- [What is asked]: Exactly repeat the material, dropping only the pictures.

- [Dataset entries]:

--------------------

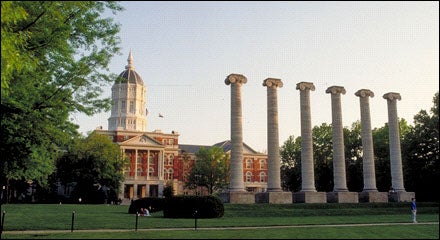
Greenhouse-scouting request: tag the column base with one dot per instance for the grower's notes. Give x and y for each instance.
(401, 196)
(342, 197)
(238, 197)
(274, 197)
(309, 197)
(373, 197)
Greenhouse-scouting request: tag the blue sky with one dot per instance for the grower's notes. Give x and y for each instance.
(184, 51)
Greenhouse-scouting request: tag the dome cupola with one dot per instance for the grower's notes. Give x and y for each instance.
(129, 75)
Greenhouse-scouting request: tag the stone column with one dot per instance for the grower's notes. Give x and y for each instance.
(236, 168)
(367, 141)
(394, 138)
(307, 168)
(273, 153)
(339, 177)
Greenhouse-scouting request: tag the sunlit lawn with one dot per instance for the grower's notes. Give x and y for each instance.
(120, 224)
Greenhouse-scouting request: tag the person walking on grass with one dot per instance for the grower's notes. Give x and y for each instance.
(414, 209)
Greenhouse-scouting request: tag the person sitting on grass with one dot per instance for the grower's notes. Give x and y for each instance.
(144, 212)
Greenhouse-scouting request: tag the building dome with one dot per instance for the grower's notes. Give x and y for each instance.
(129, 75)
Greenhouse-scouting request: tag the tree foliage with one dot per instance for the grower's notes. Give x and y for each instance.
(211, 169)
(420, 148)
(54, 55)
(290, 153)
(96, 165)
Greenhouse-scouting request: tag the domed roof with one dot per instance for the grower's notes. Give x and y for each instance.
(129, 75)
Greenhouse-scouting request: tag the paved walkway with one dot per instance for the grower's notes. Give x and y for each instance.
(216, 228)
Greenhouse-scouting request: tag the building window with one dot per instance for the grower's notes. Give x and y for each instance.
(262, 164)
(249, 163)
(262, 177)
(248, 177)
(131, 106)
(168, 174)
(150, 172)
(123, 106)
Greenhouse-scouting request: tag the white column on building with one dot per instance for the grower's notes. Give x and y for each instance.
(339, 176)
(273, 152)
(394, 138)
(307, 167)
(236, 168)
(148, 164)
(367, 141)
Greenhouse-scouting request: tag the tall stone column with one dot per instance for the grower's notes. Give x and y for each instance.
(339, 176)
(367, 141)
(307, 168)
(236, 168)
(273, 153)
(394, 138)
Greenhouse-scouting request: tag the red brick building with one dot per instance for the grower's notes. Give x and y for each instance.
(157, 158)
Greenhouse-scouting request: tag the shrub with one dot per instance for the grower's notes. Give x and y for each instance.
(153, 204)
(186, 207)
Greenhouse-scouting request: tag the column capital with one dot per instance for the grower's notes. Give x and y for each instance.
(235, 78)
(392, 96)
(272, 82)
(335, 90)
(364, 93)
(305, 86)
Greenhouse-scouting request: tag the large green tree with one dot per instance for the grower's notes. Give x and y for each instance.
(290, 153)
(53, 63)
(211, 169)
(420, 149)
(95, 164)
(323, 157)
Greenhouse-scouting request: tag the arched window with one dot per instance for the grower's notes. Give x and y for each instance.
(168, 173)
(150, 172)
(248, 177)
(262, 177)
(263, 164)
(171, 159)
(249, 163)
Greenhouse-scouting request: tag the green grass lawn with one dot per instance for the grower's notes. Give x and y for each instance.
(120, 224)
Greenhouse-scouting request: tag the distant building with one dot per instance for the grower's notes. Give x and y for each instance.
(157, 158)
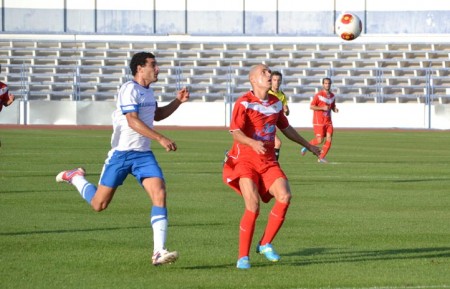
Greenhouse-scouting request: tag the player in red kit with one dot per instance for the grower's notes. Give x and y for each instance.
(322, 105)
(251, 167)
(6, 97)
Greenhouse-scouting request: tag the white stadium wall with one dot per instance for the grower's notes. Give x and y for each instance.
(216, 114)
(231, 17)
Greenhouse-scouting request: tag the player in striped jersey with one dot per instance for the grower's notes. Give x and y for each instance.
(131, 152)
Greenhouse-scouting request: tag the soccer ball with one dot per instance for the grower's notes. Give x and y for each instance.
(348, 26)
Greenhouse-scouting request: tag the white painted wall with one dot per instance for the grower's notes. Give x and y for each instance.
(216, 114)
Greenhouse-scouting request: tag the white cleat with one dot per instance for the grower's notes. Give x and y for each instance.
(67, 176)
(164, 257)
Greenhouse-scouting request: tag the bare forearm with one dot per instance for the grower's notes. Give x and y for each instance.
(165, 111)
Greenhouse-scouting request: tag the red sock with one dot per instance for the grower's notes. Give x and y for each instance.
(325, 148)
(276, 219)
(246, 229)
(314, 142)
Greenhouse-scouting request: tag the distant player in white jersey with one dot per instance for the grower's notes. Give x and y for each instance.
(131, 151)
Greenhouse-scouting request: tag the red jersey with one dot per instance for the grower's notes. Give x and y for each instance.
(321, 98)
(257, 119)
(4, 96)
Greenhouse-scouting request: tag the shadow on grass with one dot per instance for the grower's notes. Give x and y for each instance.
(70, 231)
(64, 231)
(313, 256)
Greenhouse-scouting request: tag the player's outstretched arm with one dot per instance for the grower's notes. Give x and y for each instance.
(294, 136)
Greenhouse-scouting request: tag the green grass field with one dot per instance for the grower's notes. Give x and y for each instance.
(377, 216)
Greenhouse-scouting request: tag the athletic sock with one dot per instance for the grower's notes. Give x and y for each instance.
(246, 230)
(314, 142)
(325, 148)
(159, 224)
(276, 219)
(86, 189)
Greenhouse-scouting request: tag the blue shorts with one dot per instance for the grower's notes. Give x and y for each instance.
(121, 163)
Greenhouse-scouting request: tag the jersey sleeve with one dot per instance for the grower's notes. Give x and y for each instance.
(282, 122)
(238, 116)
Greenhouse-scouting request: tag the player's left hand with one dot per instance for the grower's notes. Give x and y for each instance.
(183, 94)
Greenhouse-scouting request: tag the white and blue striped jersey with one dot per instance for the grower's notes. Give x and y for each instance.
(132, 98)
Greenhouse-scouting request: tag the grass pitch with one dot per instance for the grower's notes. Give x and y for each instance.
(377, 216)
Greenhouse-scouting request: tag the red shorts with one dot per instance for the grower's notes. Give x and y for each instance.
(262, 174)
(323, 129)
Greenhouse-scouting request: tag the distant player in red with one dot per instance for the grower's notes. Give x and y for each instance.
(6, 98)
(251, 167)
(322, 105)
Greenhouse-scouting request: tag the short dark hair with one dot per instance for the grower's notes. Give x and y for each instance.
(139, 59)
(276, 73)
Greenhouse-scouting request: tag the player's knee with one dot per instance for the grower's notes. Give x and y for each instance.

--------------------

- [Task solution]:
Greenhouse-scouting request: tag the column base with one dot per instance for the grower's notes. Give x and y for each instance.
(401, 196)
(342, 197)
(238, 197)
(274, 197)
(309, 197)
(373, 197)
Greenhouse-scouting request: tag the blue sky with one dot per instance for the grower's notes. Give x and y for each instance.
(184, 51)
Greenhouse-scouting request: tag the dome cupola with one dot per instance for the grower's notes. Give x and y for each instance.
(129, 75)
Greenhouse-scouting request: tag the stone column with one dot per instance for the grower's notes. Give x and y for each instance.
(236, 168)
(367, 141)
(394, 138)
(307, 168)
(273, 153)
(339, 177)
Greenhouse-scouting request: tag the sunlit lawn with one dot per instance for the grower's notes. Give x and y for each instance.
(120, 224)
Greenhouse-scouting request: tag the person walking on grass with one dot per instance for the grower's notes. Give x and y for each instance.
(414, 209)
Greenhouse-scouting request: tag the person sitting on grass with one dot per instance for the grower's notes. Give x and y for each instance.
(144, 212)
Greenhouse-scouting request: tag the building dome with one dot per instance for the grower's notes. Give x and y for each instance.
(129, 75)
Greenhouse-scouting request: tag the tree foliage with one dot per instance for the grower's notes. Give x and y for each instance.
(211, 169)
(420, 148)
(54, 55)
(290, 153)
(96, 165)
Greenhouse-scouting request: tag the domed roof with one dot per instance for the grower's notes. Give x and y for each instance.
(129, 75)
Greenhouse-scouting request: tag the paved walkway with one dot per instance for the grower's notes. Give x and y for each instance.
(216, 228)
Greenhouse-scouting request: tag the building window with one dot per instance for the grower's notes. Give x and y for each instance.
(262, 164)
(249, 163)
(262, 177)
(248, 177)
(131, 106)
(168, 174)
(150, 172)
(123, 106)
Greenhouse-scouting request: tag the white column on building with one dot per instance for the grower's notes. Give x and y for each instance.
(339, 176)
(273, 152)
(394, 138)
(307, 167)
(236, 168)
(148, 164)
(367, 141)
Greenhouse-scouting request: tag the tall stone column with one dot per instance for the grower's notes. Give x and y for each instance.
(339, 176)
(367, 141)
(307, 168)
(236, 168)
(273, 153)
(394, 138)
Greenhouse-scouting request: tag the red brick building with one dot per instance for the grower's notes. Give x and y for each instance.
(157, 158)
Greenhouse-scouting request: tag the shrub with one dot per instance for the grower's notes. Give x and y for each instance.
(153, 204)
(186, 207)
Greenhouse-scouting request: tag the column capital with one dot per instance for the grower's notes. Give x and y for each instance.
(235, 78)
(392, 96)
(272, 82)
(335, 90)
(364, 93)
(305, 86)
Greenhouse-scouting request: tag the large green tree with one dot per instance for the grower's notes. Give x and y for each instance.
(290, 153)
(53, 63)
(211, 169)
(420, 149)
(95, 164)
(323, 157)
Greenhouse-scouting request: tag the arched window with one dot per instance for the grower's notes. Give x and y for each instance.
(168, 173)
(150, 172)
(248, 177)
(262, 177)
(263, 164)
(171, 159)
(249, 163)
Greenhouse-scouting request: tag the green grass lawn with one dot per instance for the grower's notes. Give x and y for each instance.
(120, 224)
Greenhouse-scouting request: tag the distant building with one dot per instance for the grower's notes. Give x and y for each instance.
(157, 158)
Greenhouse-scouting request: tag the player in red kit with one dot per instance for the grower's notes. Give x and y for each instance.
(322, 105)
(251, 167)
(6, 97)
Greenhouse-scouting request: tag the white stadium wall with one dot per instance for the grower's notes. Give x and y for each instance.
(216, 114)
(231, 17)
Greenhouse-scouting request: tag the player in striped jersey with one dot per instance for the grower's notes. Give x and y for each instance.
(131, 152)
Greenhouse-scouting request: tag the soccer ball with one dot per instance for the grower's notes. Give x and y for each instance.
(348, 26)
Greenhouse-scouting request: tag the white painted wall with one dot per instance for the grower's notes. Give x and y for each instance.
(216, 114)
Greenhouse-scouting request: tag the white cleat with one dot per instance for the grower's notes. Give x and y for each instance.
(67, 176)
(164, 257)
Greenhouse-scouting request: tag the bare forearm with one dot per instance for the grower's notes. Give x and y for each instance.
(165, 111)
Greenhouse-scouting request: tag the red sock with one dot per instance for the grower's notes. Give x and y for each instance.
(325, 148)
(276, 219)
(246, 229)
(314, 142)
Greenhouse-scouting request: tag the distant player in white jersey with one dot per instance for the grower's notes. Give x and y for each instance.
(131, 151)
Greenhouse-scouting request: tag the red jersey with one dot per instance for the grower's notes. Give x and y for each instance.
(321, 98)
(257, 119)
(4, 96)
Greenhouse-scouting request: tag the shadow on grass with one dot per instance for the grower's notes. Give x and y for each instance.
(70, 231)
(64, 231)
(313, 256)
Greenhouse-scouting request: tag the player's outstretched arm with one dot per instance for the grower's notes. Give x and y for each instance.
(294, 136)
Greenhouse-scouting request: tag the green grass field with one dot per instance for the grower's notes. Give x and y for each instance.
(377, 216)
Greenhouse-scouting request: tag the athletic sock with one dot per instance for the grower's notes. Give x and y for each instance.
(246, 230)
(314, 142)
(325, 148)
(159, 224)
(276, 219)
(86, 189)
Greenhouse-scouting request: tag the blue shorts with one dot per instance for the grower's notes. Give x and y for each instance.
(121, 163)
Greenhouse-scouting request: tag the jersey sleeve with one dot per instance for the grower's notes. Give x and y for each instance.
(282, 122)
(238, 116)
Greenhouse-scouting request: tag the player's left hand with one dot per instance for the grower's notes. Give x and y for each instance.
(183, 94)
Greenhouse-scouting request: tag the white and blue striped jersey with one dot per instance for the grower's notes. Give x and y for each instance.
(132, 98)
Greenhouse-scouting request: tag the grass pitch with one dot per instance for the grower's notes. Give x and y for each instance.
(377, 216)
Greenhouse-scouting request: tag the red shorts with one dot per instance for the grower's notes. Give x and y for each instance.
(262, 174)
(323, 129)
Greenhouse-scouting request: tag the distant player in red with one dot per instance for the grower's notes. Give x and y for each instance.
(6, 98)
(251, 167)
(322, 105)
Greenhouse-scouting request: tag the short dark hair with one dot per instance for the grower's notes. Give x and y for each instance.
(139, 59)
(276, 73)
Greenhouse-scouting request: tag the player's knee with one dot per instance for the grower's notes. Give x and y for each instance.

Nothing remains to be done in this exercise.